- _BRIEF_:
Rewrite the lines below as a Markdown table with the columns "Row" and "Line", starting at the line that contains "the handshake, one" and ending at the end of the records, with blank lines omitted. Leave the pictures out of the table.

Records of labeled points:
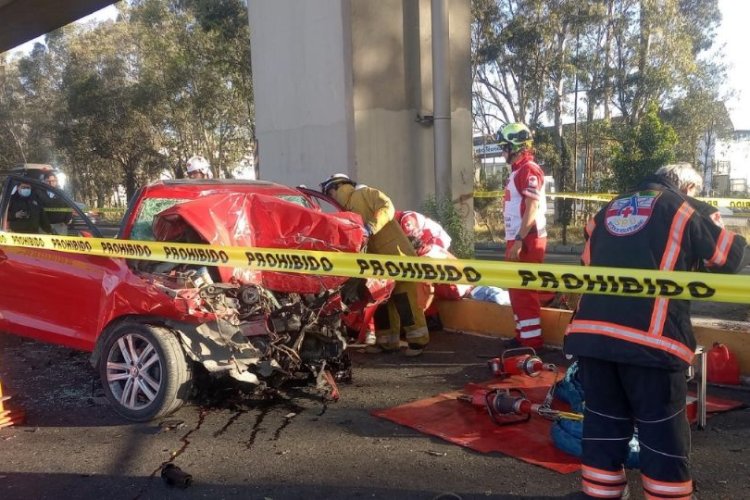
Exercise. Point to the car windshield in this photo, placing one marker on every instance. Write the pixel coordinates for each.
(143, 226)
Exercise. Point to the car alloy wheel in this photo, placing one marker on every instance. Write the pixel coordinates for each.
(144, 371)
(134, 371)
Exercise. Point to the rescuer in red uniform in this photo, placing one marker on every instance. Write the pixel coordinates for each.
(524, 210)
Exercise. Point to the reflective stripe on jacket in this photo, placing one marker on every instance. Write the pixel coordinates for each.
(656, 227)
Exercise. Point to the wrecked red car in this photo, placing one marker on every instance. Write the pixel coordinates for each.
(151, 325)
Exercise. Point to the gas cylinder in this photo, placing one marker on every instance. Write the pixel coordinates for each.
(723, 367)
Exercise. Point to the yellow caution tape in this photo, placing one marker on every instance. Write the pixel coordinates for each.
(740, 204)
(549, 277)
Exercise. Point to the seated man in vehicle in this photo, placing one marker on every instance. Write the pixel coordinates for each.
(423, 232)
(57, 211)
(25, 213)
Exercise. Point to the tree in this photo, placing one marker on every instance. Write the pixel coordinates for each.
(642, 149)
(197, 66)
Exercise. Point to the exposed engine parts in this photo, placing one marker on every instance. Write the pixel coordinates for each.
(255, 335)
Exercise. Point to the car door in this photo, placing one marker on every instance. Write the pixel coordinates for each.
(50, 295)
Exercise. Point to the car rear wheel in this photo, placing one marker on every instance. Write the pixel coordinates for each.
(144, 371)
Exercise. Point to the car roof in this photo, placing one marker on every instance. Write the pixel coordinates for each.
(31, 170)
(192, 188)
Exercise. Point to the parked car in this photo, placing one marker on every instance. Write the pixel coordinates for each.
(151, 325)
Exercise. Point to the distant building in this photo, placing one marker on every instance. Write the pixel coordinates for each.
(731, 166)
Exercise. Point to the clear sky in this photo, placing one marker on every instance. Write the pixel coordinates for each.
(733, 36)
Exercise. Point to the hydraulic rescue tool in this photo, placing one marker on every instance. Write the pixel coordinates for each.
(511, 406)
(519, 361)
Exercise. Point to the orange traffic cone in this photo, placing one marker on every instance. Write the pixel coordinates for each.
(9, 417)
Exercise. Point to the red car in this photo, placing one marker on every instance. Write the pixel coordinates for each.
(150, 325)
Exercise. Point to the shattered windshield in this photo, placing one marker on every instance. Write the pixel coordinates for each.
(143, 226)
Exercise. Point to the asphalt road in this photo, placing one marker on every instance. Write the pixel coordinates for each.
(73, 446)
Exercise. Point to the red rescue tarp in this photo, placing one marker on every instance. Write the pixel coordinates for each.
(262, 221)
(466, 425)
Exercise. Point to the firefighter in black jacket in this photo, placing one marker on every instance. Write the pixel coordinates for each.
(633, 351)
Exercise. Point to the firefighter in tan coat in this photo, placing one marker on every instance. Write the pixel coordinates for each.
(385, 237)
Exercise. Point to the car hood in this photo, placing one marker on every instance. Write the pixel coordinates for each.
(262, 221)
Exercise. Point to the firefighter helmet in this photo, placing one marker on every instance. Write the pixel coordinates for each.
(514, 137)
(335, 180)
(198, 163)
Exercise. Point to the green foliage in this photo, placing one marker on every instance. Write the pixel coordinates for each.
(446, 214)
(642, 149)
(120, 102)
(530, 57)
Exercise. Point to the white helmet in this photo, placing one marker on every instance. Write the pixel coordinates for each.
(199, 164)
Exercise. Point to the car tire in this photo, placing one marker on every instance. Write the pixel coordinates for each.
(144, 371)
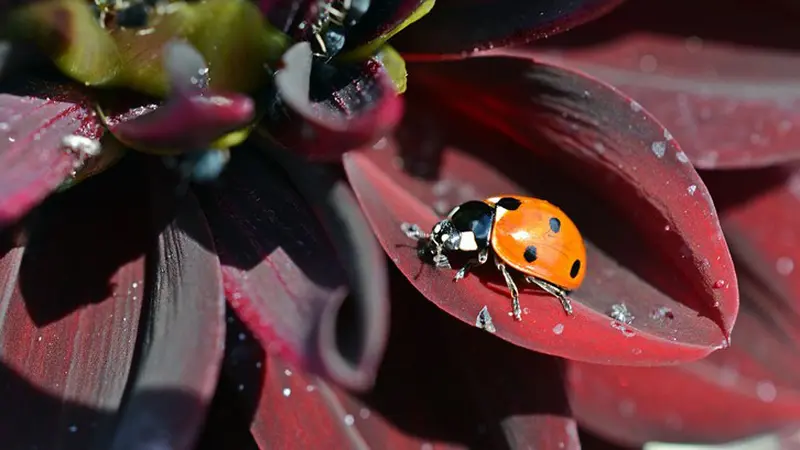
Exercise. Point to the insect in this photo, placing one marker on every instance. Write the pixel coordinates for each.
(525, 234)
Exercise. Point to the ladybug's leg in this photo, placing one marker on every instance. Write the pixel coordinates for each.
(557, 292)
(511, 287)
(413, 231)
(483, 256)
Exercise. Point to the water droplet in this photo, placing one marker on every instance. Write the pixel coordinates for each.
(784, 266)
(659, 148)
(620, 313)
(766, 391)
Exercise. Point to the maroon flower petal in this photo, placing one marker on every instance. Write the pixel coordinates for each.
(748, 389)
(70, 315)
(177, 373)
(285, 280)
(730, 99)
(412, 408)
(42, 143)
(461, 27)
(578, 143)
(325, 110)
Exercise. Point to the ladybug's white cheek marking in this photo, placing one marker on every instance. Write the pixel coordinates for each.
(467, 242)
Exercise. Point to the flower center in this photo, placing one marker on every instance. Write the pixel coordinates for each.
(326, 24)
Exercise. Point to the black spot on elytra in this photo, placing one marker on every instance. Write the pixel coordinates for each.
(555, 224)
(576, 267)
(530, 254)
(509, 203)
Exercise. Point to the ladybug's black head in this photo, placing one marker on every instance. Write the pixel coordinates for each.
(445, 236)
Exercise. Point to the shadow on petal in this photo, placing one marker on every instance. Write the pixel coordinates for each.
(730, 98)
(286, 280)
(457, 28)
(79, 239)
(182, 344)
(323, 109)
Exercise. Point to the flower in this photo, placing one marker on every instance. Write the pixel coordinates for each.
(117, 263)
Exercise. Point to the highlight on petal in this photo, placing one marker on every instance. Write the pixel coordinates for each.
(71, 315)
(285, 279)
(730, 99)
(457, 28)
(664, 294)
(324, 109)
(181, 359)
(43, 143)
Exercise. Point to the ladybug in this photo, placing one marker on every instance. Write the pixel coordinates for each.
(524, 234)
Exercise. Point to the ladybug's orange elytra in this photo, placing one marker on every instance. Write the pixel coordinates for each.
(526, 234)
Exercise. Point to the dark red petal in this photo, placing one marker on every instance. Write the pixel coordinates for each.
(177, 373)
(578, 143)
(412, 408)
(748, 389)
(346, 107)
(461, 27)
(35, 158)
(284, 278)
(70, 315)
(730, 98)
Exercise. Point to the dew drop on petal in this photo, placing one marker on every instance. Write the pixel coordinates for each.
(766, 391)
(659, 148)
(784, 266)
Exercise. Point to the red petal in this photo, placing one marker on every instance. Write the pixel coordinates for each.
(284, 278)
(577, 129)
(179, 366)
(34, 157)
(361, 108)
(412, 408)
(747, 389)
(730, 99)
(70, 316)
(460, 27)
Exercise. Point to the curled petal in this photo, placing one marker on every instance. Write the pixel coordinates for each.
(42, 143)
(731, 100)
(457, 28)
(285, 280)
(71, 314)
(324, 110)
(177, 373)
(577, 143)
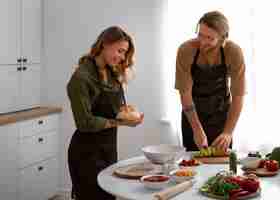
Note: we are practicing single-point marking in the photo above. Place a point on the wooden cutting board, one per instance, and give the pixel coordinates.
(261, 172)
(213, 160)
(136, 171)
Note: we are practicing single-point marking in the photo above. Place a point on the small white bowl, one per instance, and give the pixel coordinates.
(163, 153)
(250, 162)
(155, 184)
(180, 179)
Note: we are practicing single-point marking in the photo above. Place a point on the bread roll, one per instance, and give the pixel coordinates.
(128, 113)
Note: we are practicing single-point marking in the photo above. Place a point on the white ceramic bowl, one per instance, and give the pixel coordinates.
(163, 153)
(180, 179)
(155, 183)
(250, 162)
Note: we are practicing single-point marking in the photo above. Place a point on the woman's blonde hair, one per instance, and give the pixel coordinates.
(217, 21)
(109, 36)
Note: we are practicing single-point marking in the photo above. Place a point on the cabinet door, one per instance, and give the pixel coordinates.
(30, 86)
(31, 30)
(8, 162)
(10, 31)
(9, 88)
(39, 181)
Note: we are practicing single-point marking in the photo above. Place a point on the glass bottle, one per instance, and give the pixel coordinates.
(233, 161)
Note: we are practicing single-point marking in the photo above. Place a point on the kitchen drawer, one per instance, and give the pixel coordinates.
(37, 148)
(38, 125)
(39, 181)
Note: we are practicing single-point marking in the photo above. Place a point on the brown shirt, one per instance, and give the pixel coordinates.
(234, 60)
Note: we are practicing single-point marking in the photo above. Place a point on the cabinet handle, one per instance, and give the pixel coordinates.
(40, 139)
(40, 168)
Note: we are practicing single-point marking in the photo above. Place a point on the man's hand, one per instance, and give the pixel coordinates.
(223, 141)
(200, 139)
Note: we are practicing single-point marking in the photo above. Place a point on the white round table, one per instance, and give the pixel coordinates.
(133, 189)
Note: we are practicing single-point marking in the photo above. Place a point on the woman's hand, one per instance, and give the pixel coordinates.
(200, 139)
(131, 123)
(223, 141)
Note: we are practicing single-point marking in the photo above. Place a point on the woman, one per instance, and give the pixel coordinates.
(204, 67)
(96, 95)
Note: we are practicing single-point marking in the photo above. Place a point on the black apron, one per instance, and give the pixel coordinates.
(90, 153)
(211, 97)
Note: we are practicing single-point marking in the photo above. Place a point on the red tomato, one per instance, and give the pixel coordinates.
(272, 165)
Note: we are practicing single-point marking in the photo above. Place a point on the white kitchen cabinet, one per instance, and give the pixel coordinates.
(9, 88)
(8, 162)
(38, 157)
(10, 33)
(30, 86)
(39, 181)
(19, 87)
(31, 30)
(20, 51)
(29, 156)
(20, 35)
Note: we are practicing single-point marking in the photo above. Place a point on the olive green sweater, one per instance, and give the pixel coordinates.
(83, 88)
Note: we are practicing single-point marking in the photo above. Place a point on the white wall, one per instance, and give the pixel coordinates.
(70, 27)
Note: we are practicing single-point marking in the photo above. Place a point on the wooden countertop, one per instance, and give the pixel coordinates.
(13, 117)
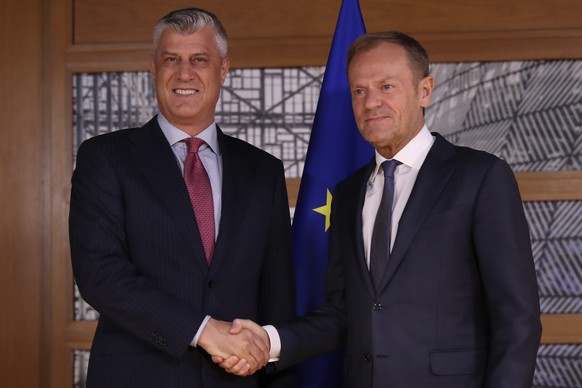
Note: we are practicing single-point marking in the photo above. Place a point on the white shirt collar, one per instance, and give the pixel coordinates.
(175, 135)
(413, 153)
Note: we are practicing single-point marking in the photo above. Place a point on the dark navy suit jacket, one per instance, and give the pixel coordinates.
(138, 258)
(458, 303)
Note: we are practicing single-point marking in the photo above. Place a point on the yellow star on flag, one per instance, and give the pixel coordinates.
(326, 210)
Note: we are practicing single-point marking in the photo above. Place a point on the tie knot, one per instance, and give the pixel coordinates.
(389, 167)
(193, 144)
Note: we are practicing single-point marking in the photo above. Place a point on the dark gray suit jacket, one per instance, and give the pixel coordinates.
(458, 304)
(138, 258)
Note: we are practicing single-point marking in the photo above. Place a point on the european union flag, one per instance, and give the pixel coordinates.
(336, 149)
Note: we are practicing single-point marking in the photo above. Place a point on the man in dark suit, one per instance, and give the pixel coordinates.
(165, 274)
(453, 302)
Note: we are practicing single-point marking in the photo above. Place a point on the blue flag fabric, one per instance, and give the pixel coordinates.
(336, 149)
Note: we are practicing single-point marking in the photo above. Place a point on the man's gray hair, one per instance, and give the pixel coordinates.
(186, 21)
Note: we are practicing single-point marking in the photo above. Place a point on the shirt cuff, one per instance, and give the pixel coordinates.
(275, 351)
(194, 342)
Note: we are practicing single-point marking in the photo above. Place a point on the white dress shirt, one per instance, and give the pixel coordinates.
(211, 160)
(411, 156)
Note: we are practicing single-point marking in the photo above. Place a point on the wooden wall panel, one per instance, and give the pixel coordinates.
(116, 34)
(22, 183)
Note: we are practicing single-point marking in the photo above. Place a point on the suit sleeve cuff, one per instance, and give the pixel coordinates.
(275, 351)
(199, 332)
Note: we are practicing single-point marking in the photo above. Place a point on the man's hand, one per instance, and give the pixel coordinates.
(237, 365)
(242, 350)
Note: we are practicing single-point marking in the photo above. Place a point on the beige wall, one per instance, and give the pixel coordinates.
(44, 41)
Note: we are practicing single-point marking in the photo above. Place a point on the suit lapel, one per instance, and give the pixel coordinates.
(355, 220)
(432, 179)
(158, 163)
(236, 170)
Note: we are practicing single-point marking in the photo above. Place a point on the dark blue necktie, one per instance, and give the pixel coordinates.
(380, 247)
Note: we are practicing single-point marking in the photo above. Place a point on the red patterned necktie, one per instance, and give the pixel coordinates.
(200, 192)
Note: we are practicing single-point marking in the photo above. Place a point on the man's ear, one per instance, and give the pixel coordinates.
(426, 86)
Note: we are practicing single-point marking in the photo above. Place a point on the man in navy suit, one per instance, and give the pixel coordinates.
(456, 304)
(164, 289)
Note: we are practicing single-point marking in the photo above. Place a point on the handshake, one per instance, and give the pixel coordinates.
(241, 347)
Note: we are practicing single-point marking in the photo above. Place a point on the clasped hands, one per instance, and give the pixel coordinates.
(241, 348)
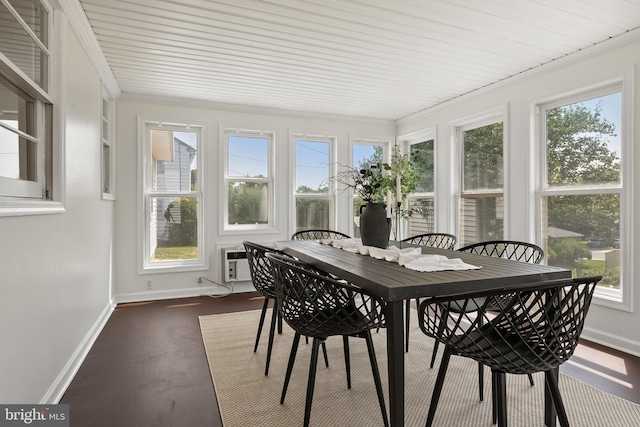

- _SOLVED PROBLEM_:
| Row | Line |
|---|---|
| 1 | Note: we are practicing single-point marking in the photo above. Place a point on the handshake, one per instance, and give the pixel coordinates. |
| 2 | (241, 347) |
| 3 | Note: we are practicing single-point marking in the photo above. Place a point on the clasped hands, one per instance, and give the pixel coordinates. |
| 4 | (241, 348) |